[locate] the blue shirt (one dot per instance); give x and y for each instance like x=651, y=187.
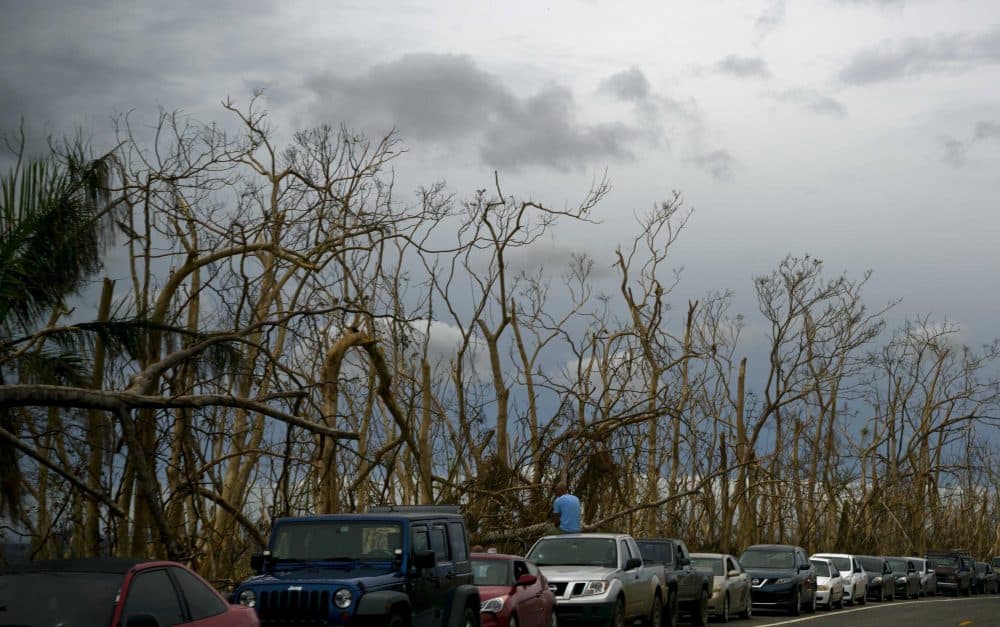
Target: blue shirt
x=568, y=508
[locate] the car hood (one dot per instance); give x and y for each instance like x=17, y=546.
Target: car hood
x=576, y=573
x=373, y=576
x=772, y=573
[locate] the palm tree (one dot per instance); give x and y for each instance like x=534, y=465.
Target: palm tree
x=55, y=220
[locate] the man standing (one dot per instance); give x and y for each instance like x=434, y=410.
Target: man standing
x=565, y=510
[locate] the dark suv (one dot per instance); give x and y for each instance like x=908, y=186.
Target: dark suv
x=395, y=566
x=781, y=576
x=954, y=571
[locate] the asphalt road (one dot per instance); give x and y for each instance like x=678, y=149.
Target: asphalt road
x=976, y=611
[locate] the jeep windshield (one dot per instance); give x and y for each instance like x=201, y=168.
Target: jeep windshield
x=339, y=540
x=575, y=552
x=779, y=559
x=58, y=598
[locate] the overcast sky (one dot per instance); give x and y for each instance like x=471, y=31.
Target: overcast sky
x=863, y=132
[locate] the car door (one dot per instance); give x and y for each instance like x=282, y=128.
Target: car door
x=738, y=585
x=527, y=599
x=151, y=591
x=424, y=584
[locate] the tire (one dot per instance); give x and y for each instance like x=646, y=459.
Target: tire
x=655, y=618
x=700, y=615
x=796, y=608
x=618, y=618
x=470, y=618
x=747, y=612
x=670, y=609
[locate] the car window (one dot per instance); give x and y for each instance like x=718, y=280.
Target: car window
x=459, y=547
x=151, y=592
x=421, y=539
x=439, y=543
x=202, y=601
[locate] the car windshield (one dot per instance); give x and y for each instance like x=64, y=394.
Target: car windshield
x=843, y=564
x=658, y=551
x=491, y=572
x=574, y=552
x=768, y=558
x=708, y=564
x=822, y=568
x=872, y=564
x=366, y=540
x=58, y=598
x=944, y=561
x=898, y=566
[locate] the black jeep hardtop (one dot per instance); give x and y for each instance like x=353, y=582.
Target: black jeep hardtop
x=396, y=565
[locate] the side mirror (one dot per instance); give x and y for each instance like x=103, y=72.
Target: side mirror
x=424, y=559
x=142, y=620
x=257, y=562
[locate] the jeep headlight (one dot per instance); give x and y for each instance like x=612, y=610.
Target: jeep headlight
x=494, y=605
x=248, y=598
x=343, y=598
x=594, y=588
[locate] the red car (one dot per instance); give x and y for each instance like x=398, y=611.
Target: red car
x=512, y=592
x=113, y=592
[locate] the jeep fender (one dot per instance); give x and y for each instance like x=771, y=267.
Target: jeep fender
x=458, y=598
x=380, y=603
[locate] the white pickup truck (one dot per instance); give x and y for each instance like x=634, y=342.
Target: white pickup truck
x=600, y=578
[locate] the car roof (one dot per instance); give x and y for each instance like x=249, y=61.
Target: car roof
x=110, y=565
x=496, y=556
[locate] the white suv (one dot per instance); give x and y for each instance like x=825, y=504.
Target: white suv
x=855, y=578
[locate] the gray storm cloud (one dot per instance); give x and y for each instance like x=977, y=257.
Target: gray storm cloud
x=444, y=98
x=743, y=67
x=919, y=56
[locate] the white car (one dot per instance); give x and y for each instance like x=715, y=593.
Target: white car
x=928, y=579
x=829, y=583
x=855, y=578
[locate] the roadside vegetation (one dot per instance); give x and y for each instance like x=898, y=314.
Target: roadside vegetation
x=282, y=332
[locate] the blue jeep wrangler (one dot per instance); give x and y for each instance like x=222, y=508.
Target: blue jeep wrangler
x=398, y=566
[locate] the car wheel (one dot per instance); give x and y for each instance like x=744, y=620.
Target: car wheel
x=670, y=609
x=796, y=608
x=470, y=618
x=655, y=618
x=618, y=619
x=701, y=612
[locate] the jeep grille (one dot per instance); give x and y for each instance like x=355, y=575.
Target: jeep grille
x=293, y=607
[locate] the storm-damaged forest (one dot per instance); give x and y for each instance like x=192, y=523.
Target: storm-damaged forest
x=205, y=330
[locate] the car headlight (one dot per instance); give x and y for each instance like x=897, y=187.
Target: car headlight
x=595, y=587
x=343, y=598
x=248, y=598
x=494, y=605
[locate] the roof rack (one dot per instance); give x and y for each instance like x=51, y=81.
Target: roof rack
x=414, y=509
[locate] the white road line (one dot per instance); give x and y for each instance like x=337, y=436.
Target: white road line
x=925, y=601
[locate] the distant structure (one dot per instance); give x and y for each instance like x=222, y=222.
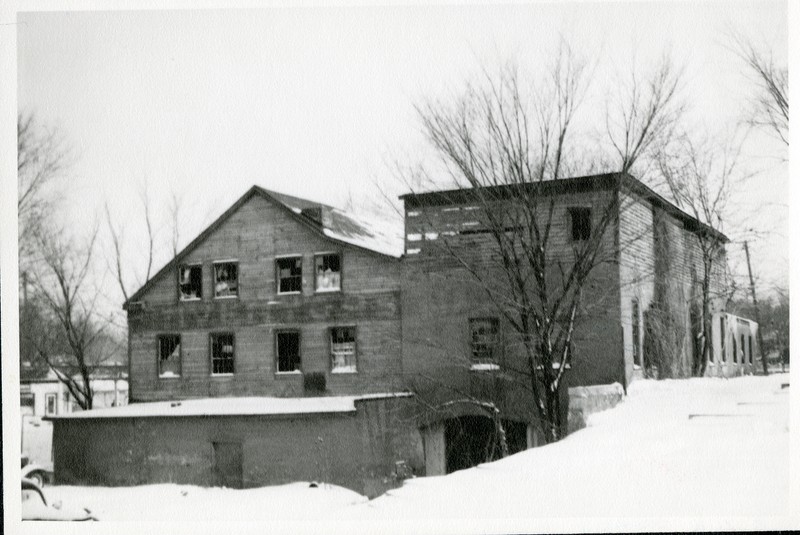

REQUIREMENTS —
How many lines of the data above contain the word "overcast", with case counting? Give only the number.

EXERCISE SOLUTION —
2